# [TEXT BLOCK]
• • • • • • •

# Module 10: Introduction to Web Scraping with Python

## Using requests and BeautifulSoup

Requests is a Python module that you can use to send all kinds of HTTP requests. BeautifulSoup is a Python library for pulling data out of HTML and XML files.

In [1]:
import requests
from bs4 import BeautifulSoup

# Use requests to get the content of the webpage
# Note: In this example, I'm using a freely available website for practicing web scraping.
# Make sure to respect the robots.txt file and terms of service of the website you're scraping.

url = "http://books.toscrape.com/"
response = requests.get(url)

# Use BeautifulSoup to parse the HTML content of the page
soup = BeautifulSoup(response.content, 'html.parser')

## Scraping and parsing simple websites

Once you have the HTML content of the page, you can use BeautifulSoup to find specific elements.


In [2]:
# Get the title of the webpage
title = soup.title.string
print("Title of the webpage:", title)

# Get the first h3 tag on the page
first_h3 = soup.find('h3')
print("First h3 tag on the page:", first_h3)

# Get the text of the first h3 tag on the page
first_h3_text = first_h3.text
print("Text of the first h3 tag on the page:", first_h3_text)

Title of the webpage: 
    All products | Books to Scrape - Sandbox

First h3 tag on the page: <h3><a href="catalogue/a-light-in-the-attic_1000/index.html" title="A Light in the Attic">A Light in the ...</a></h3>
Text of the first h3 tag on the page: A Light in the ...

• • • • • • •

# [SUPPLIED RECORDS]
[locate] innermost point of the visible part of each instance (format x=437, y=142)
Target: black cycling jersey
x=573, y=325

• • • • • • •

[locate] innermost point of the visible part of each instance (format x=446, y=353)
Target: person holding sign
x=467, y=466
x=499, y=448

• • • • • • •

# [DIRECTION]
Answer these three questions about the web scraping module:
1. What URL is passed to requests.get?
2. Which parser name is given to BeautifulSoup?
3. What title does the output report for the webpage?

# [FINISHED EXERCISE]
1. http://books.toscrape.com/
2. 'html.parser'
3. All products | Books to Scrape - Sandbox